Now, in 2012, we of the 99% have witnessed one thousand fold a manipulation of our language Mr. Orwell, in his worst nightmares would have never imagined. This manipulation exists for sole purpose of stifling debates, deciding outcomes and, preventing rational and persuasive arguments from ever being presented. The purpose of this article is to create a public acknowledgement that our language has been taken over for political purposes and collectively address solutions that would allow for a greater and more inclusive dialogue.
Webster defines "language" as the words, their pronunciation, and the methods of combining them used and understood by a community. The problem with identifying these manipulations is complicated, often being confused with the evolving nature of language. This evolution, outside of political manipulations, is often the result of adaptions to technology: For example, in 2012, phrases such as "texting "and "IMMING" have become quite common. We no longer speak of telegraphing" or "wiring" as these phrases refer to technology that is outdated and no longer in use. Orwell spoke of "aeroplanes" and "hansom cabs"; peculiarities of British English that never existed in the American dialect.

# [SOURCE DATA]
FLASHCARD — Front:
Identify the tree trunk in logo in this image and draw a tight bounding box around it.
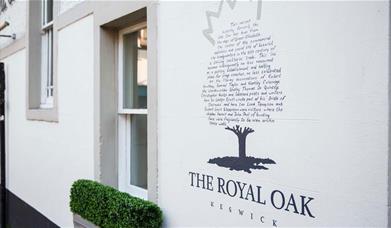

# [TASK GOAL]
Rewrite the part of the article on language manipulation that begins at the words "Now, in 2012, we" and stops after "more inclusive dialogue.", with "debates" changed to "discussions". Work only from the article on language manipulation, not from the data.

# [OUTPUT OF THE TASK]
Now, in 2012, we of the 99% have witnessed one thousand fold a manipulation of our language Mr. Orwell, in his worst nightmares would have never imagined. This manipulation exists for sole purpose of stifling discussions, deciding outcomes and, preventing rational and persuasive arguments from ever being presented. The purpose of this article is to create a public acknowledgement that our language has been taken over for political purposes and collectively address solutions that would allow for a greater and more inclusive dialogue.